§ Job a:
List each line of the entries that contains the string "strap", matching case exactly.

§ Provided text:

(begin)

According to a further aspect of the present invention there is
provided a method of tuning a microstrip filter of the kind having
a planar electrically-conductive region on the surface of a
dielectric substrate, the frequency of tuning of the filter being
measured, and a part at least of the surface of the filter being
coated with a predetermined number of layers of dielectric material
of predetermined thickness so as to reduce the frequency of tuning
to a desired value.
According to yet another aspect of the present invention there is
provided a method of manufacture of a microstrip device including
the steps of forming a planar electrically-conductive region on the
surface of a dielectric substrate, the frequency of tuning of the
device being measured and a part at least of the surface of the
device being coated with a predetermined number of layers of
dielectric material of predetermined thickness so as to reduce the
frequency of tuning to a desired value.
A plurality of layers may be coated on the surface, and the
dielectric material may be a paint or ink. The or each layer is
preferably applied to the surface by a silk-screen process, and the
or each layer may be applied to substantially the entire
surface.
According to an additional aspect of the present invention there is
provided a microstrip device tuned or made by a method according to
any of the above aspects of the present invention.
According to another aspect of the present invention there is
provided a microstrip device having a planar
electrically-conductive region on the surface of a dielectric
substrate and a predetermined number of layers of dielectric
material of predetermined thickness on a part at least of the
surface of the device, the number of said layers being selected to
reduce the frequency of tuning of the device to a desired
value.
According to another aspect of the present invention there is
provided a microstrip antenna having a planar
electrically-conductive region on the surface of a dielectric
substrate and a predetermined number of layers of dielectric
material of predetermined thickness on a part at least of the
surface of the antenna, the number of said layers being selected to
reduce the frequency of tuning of the antenna to a desired
value.
According to another aspect of the present invention there is
provided a microstrip filter having a planar
electrically-conductive region on the surface of a dielectric
substrate and a predetermined number of layers of dielectric
material of predetermined thickness on a part at least of the
surface of the filter, the number of said layers being selected to
reduce the frequency of tuning of the filter to a desired
value.
A planar microstrip antenna and filter for an aircraft radar
altimeter system and a method of tuning and manufacturing such an
antenna and filter, according to the present invention, will now be
described, by way of example, with reference to accompanying
drawings.
BRIEF DESCRIPTION OF THE DRAWINGS
FIG. 1 shows the antenna and the altimeter system
schematically;
FIG. 2 is a partly cut-away plan view of the front surface of the
antenna;
FIG. 3 is a cross-sectional elevation through the antenna along the
line III--III of FIG. 2, and
FIG. 4 is a plan view of an antenna and a filter.
DETAILED DESCRIPTION
With reference to FIG. 1, there is shown an aircraft radar
altimeter system including a transmitting antenna assembly 1 and an
identical receiving antenna assembly 2 bolted to the underside of
the aircraft fuselage 3. A transmitter/receiver unit 4, mounted in
the aircraft, supplies microwave signals along the line 5 to the
transmitting antenna assembly 1, and receives, on line 6 signals
from the other antenna assembly 2 in accordance with the microwave
energy reflected to the receiving assembly from the ground beneath
the aircraft. By measurement, in the usual way, of the time
interval between transmitted and received signals, the unit 4
calculates the height of the aircraft above ground and supplies
suitable signals to an altimeter indicator 7 in the aircraft
cockpit.

(end)

§ Job b:
Reproduce the microstrip passage above word for word, starting at "According to an additional" and ending at "the present invention.".

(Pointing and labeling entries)

(begin)

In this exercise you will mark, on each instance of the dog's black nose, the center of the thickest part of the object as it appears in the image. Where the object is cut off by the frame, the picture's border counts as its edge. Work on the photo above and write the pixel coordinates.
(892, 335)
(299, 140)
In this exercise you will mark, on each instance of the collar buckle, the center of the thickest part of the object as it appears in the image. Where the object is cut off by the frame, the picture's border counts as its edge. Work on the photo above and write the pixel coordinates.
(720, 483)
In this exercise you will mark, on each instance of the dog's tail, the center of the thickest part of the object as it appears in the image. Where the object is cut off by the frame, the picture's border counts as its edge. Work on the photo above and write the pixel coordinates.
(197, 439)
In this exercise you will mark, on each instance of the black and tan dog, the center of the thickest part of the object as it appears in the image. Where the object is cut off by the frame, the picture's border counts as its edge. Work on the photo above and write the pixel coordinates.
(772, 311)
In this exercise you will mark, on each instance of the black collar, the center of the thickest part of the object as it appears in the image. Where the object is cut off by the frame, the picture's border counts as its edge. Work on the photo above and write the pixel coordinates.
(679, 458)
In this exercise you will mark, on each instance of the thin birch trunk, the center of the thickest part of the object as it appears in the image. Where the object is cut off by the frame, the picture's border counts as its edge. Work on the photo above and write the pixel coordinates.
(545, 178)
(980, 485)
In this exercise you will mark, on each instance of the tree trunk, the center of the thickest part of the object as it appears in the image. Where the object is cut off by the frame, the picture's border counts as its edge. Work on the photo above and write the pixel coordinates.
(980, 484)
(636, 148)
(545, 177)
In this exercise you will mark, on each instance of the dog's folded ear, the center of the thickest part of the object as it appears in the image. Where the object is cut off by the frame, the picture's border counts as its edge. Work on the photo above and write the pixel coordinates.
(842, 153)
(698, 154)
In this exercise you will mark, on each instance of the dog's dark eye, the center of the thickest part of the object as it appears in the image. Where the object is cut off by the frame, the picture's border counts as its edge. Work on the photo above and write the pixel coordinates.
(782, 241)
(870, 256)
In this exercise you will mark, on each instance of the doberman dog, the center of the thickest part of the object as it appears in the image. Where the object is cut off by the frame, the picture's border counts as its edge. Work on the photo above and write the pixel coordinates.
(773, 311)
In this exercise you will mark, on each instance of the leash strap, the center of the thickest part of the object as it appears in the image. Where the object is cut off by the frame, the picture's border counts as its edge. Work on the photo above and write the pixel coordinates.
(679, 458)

(end)

§ Correct response a:
In this exercise you will mark, on each instance of the leash strap, the center of the thickest part of the object as it appears in the image. Where the object is cut off by the frame, the picture's border counts as its edge. Work on the photo above and write the pixel coordinates.

§ Correct response b:
According to an additional aspect of the present invention there is
provided a microstrip device tuned or made by a method according to
any of the above aspects of the present invention.